** Excerpt provided follows **

There are few acts in all recorded history, including the awful massacres
of the Albigenses by Simon de Montfort and the Abbot Arnold, more
indefensible than this wholesale murder by Moses of several thousand
people who had trusted him, and whom he had entrusted to the care of his
own brother, who participated in their crime, supposing that they had
committed any crime saving the crime of tiring of his dictatorship.

The effect of this massacre was to put Moses, for the rest of his life, in
the hands of the Levites with Aaron at their head, for only by having a
body of men stained with his own crimes and devoted to his fortunes could
Moses thenceforward hope to carry his adventure to a good end. Otherwise
he faced certain and ignominious failure. His preliminary task, therefore,
was to devise for the Levites a reward which would content them. His first
step in this direction was to go back to the mountain and seek a new
inspiration and a revelation more suited to the existing conditions than
the revelation conveyed before the golden calf incident.

Up to this time there is nothing in Jewish history to show that the
priesthood was developing into a privileged and hereditary caste. With the
consecration of Aaron as high priest the process began. Moses spent
another six weeks in seclusion on the mount. And as soon as he returned to
the camp he proclaimed how the people should build and furnish a sanctuary
in which the priesthood should perform its functions. These directions
were very elaborate and detailed, and part of the furnishings of the
sanctuary consisted in the splendid and costly garments for Aaron and his
sons "for glory and for beauty."

"And thou shalt put upon Aaron the holy garments, and anoint him, and
sanctify him; that he may minister unto me in the priest's office. And
thou shalt bring his sons, and clothe them with coats: And thou shalt
anoint them, as thou didst anoint their father, that they may minister
unto me in the priest's office: for their anointing shall surely be an
everlasting priesthood, throughout their generations.

"Thus did Moses: according to all that the Lord commanded him, so did he."

It followed automatically that, with the creation of a great vested
interest centred in an hereditary caste of priests, the pecuniary burden
on the people was correspondingly increased and that thenceforward Moses
became nothing but the representative of that vested interest: as
reactionary and selfish as all such representatives must be. How selfish
and how reactionary may readily be estimated by glancing at Numbers XVIII,
where God's directions are given to Aaron touching what he was to claim
for himself, and what the Levites were to take as their wages for service.
It was indeed liberal compensation. A good deal more than much of the
congregation thought such services worth.

In the first place, Aaron and the Levites with him for their service "of
the tabernacle" were to have "all the tenth in Israel for an inheritance."
But this was a small part of their compensation. There were beside
perquisites, especially those connected with the sacrifices which the
people were constrained to make on the most trifling occasions; as, for
example, whenever they became _unclean_, through some accident, as
by touching a dead body:

"This shall be thine of the most holy things, reserved from the fire:
every oblation of their's, every meat offering of their's, and every sin
offering of their's, and every trespass offering of their's, which they
shall render unto me, shall be most holy for thee and thy sons.

** End of Excerpt provided **

--- Directions ---
[a] In the passage about Moses and the Levite priesthood, how long did Moses stay in seclusion on the mount before he proclaimed how the sanctuary should be built?
[b] In the passage about Moses and the Levite priesthood, the quotation that begins "This shall be thine of the most holy things" names several kinds of offering. List all of them.
[c] Write a continuation of the passage about Moses and the Levite priesthood, starting after its final sentence.

** Record set follows **

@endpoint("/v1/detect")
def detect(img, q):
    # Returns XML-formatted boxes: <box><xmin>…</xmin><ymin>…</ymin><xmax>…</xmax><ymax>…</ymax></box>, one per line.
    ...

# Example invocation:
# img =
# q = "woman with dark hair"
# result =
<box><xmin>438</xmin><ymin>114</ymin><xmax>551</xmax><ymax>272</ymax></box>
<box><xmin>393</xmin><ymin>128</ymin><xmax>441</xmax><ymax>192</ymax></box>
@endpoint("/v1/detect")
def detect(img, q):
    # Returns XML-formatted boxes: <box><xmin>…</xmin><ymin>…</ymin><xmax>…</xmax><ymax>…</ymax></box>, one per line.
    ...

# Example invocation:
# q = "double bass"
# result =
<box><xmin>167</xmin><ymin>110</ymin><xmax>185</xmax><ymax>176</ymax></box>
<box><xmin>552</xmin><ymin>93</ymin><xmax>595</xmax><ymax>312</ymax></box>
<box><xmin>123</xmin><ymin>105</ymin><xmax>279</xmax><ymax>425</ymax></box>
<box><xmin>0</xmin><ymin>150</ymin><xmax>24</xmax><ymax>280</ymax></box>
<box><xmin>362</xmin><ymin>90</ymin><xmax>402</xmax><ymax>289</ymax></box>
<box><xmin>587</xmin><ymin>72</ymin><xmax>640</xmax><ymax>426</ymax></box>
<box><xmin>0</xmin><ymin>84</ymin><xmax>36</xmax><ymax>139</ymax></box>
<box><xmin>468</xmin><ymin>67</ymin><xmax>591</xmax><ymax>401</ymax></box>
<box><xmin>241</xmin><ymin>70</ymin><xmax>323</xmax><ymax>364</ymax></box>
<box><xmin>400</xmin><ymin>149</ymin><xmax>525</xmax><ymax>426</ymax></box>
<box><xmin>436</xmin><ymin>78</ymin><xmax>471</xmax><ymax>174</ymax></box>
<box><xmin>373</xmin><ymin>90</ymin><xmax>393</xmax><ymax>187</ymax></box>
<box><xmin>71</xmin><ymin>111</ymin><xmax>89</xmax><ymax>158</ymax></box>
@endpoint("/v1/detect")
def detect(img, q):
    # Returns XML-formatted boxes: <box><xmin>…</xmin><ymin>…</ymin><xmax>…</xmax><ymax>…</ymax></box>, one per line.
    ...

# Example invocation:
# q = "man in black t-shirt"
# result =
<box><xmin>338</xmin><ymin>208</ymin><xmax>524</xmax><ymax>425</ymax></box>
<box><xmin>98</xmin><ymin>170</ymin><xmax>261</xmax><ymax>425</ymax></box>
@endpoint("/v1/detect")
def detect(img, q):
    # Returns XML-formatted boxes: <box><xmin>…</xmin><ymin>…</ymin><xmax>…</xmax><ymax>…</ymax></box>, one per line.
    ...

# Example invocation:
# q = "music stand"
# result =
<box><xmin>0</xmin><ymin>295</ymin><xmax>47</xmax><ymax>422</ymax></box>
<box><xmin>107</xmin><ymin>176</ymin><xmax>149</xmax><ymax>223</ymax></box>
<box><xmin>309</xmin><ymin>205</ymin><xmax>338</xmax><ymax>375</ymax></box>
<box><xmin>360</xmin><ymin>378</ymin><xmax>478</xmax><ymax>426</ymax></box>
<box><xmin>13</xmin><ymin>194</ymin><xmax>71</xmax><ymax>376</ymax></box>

** End of Record set **

--- Answers for the tasks ---
[a] Another six weeks.

[b] Oblation, meat offering, sin offering, trespass offering

[c]
"In the most holy place shalt thou eat it; every male shall eat it; it
shall be holy unto thee.

"And this is thine.... All the best of the oil, and all the best of the
wine, and of the wheat, the first fruits of them which they shall offer
unto the Lord, them have I given thee; ... every one that is clean in
thine house shall eat of it.

"Everything devoted in Israel shall be thine....

"All the heave offerings of the holy things, which the children of Israel
offer unto the Lord, have I given thee, and thy sons and thy daughters
with thee, by a statute forever: it is a covenant of salt forever before
the Lord unto thee and to thy seed with thee."

Also, on the taking of a census, such as occurred at Sinai, Aaron received
a most formidable perquisite.

The Levites were not to be numbered; but there was to be a complicated
system of redemption at the rate of "five shekels by the poll, after the
shekel of the sanctuary."

"And Moses took the redemption money of them that were over and above them
that were redeemed by the Levites: Of the first-born of the children of
Israel took he the money; a thousand three hundred and three score and
five shekels, after the shekel of the sanctuary; And Moses gave the money
of them that were redeemed unto Aaron and to his sons."

Assuming the shekel of those days to have weighed two hundred and twenty-
four grains of silver, its value in our currency would have been about
fifty-five cents, but its purchasing power, twelve hundred years before
Christ, would have been, at the very most moderate estimate, at least ten
for one, which would have amounted to between six and seven thousand
dollars in hard cash for no service whatever, which, considering that the
Israelites were a wandering nomadic horde in the wilderness, was, it must
be admitted, a pretty heavy charge for the pleasure of observing the
performances of Aaron and his sons, in their gorgeous garments.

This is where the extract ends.